• [TO BE DONE]: Extract every line of the listing below that contains the string "tree". Case matters, so a match must have the same capitalization.
BEGIN THE INPUT
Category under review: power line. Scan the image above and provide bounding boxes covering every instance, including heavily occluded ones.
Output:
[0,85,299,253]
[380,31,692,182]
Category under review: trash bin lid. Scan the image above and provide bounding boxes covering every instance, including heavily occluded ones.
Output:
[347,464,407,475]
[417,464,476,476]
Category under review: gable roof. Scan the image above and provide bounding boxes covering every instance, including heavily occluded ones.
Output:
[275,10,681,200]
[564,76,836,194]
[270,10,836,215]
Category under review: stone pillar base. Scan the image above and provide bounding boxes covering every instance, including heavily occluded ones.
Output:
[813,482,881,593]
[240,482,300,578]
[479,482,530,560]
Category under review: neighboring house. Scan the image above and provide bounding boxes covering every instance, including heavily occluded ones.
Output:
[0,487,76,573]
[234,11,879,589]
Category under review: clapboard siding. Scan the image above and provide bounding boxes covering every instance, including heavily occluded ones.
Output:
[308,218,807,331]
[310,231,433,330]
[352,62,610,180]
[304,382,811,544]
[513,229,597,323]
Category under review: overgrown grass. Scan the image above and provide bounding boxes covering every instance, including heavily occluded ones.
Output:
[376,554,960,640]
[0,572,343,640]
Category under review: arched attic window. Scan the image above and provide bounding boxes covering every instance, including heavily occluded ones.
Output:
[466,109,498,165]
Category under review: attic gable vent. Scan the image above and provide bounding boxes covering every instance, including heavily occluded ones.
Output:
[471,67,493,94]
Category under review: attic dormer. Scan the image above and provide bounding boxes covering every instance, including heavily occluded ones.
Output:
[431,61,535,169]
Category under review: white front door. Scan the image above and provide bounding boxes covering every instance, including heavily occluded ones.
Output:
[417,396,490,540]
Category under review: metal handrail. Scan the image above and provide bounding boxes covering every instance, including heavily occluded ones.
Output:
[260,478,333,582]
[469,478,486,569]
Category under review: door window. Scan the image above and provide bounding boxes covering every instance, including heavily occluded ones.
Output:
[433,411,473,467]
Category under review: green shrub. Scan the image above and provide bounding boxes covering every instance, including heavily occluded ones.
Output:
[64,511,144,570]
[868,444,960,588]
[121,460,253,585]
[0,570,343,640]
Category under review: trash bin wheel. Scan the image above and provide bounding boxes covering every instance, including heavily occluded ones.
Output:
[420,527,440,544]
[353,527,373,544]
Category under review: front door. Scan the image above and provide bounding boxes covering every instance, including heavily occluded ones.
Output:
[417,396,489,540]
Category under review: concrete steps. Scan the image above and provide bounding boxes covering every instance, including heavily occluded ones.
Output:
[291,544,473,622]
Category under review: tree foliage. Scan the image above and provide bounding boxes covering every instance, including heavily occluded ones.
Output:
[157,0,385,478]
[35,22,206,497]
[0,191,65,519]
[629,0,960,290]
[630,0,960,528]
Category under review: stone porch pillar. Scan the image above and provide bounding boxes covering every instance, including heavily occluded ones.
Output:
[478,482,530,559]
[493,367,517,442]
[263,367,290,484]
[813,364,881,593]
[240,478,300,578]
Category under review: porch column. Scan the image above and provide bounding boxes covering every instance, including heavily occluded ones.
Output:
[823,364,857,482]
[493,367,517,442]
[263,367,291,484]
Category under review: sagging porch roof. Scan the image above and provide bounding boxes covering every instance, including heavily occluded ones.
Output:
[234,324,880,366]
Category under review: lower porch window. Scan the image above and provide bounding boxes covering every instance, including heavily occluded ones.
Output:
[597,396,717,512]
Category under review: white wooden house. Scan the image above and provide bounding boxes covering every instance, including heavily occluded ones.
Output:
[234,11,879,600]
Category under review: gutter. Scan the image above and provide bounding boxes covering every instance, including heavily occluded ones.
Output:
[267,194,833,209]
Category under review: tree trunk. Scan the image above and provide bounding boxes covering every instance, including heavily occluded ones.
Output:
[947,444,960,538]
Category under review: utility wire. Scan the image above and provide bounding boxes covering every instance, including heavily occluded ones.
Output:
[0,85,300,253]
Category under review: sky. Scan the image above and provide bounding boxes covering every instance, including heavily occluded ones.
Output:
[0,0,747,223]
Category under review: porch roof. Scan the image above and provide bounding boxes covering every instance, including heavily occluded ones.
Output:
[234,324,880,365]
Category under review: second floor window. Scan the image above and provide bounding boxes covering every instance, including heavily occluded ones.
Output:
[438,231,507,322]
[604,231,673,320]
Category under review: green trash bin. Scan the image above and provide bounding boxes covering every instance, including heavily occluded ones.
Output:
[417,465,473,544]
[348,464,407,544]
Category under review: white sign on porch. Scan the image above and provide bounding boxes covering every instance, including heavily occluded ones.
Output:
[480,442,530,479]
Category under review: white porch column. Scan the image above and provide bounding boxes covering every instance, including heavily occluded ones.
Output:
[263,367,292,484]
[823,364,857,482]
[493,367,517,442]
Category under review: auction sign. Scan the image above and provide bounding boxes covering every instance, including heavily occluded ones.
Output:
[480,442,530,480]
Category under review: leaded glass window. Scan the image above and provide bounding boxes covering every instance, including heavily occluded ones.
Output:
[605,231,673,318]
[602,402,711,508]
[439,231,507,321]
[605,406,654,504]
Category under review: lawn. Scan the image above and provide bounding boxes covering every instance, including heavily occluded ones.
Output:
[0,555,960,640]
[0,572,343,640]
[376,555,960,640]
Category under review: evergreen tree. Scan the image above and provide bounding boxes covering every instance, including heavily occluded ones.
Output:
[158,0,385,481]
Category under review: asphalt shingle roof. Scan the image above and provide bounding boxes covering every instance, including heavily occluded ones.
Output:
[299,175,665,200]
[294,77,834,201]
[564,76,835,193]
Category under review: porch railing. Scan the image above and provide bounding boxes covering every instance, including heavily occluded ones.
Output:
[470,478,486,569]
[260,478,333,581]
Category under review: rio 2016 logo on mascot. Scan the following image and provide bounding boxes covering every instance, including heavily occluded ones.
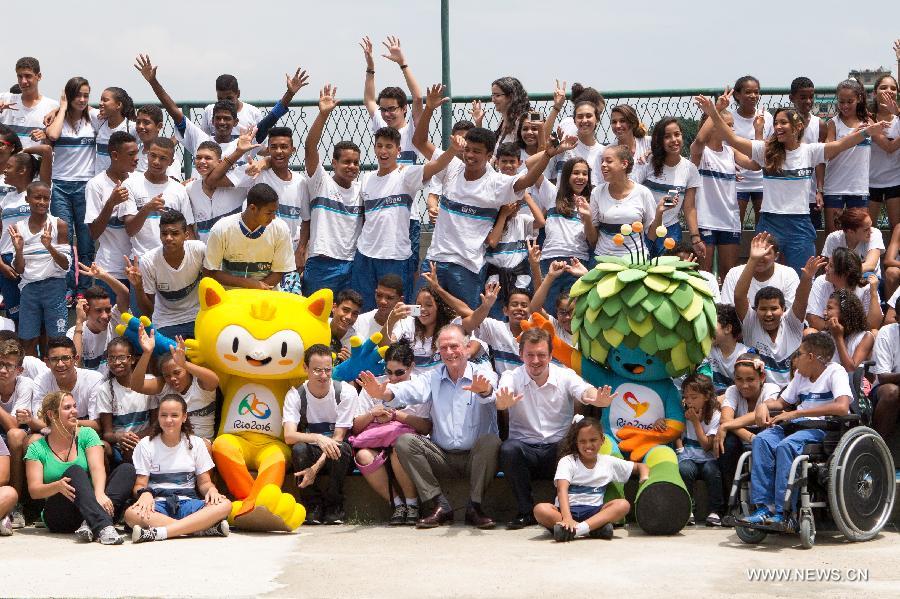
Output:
END THE INPUT
• [EXPECTED ANSWER]:
Category under review: tree foliage. Scan the image above and provide bounding boxes covering every instance, including heavily occluded ones.
Category under review: tree trunk. Scan the image above and provide bounding boxes covering every instance, including heavily occluded ones.
Category under review: evergreen tree. Scan the image above and provide bounding boxes covering every instance, including heavily occluded ones.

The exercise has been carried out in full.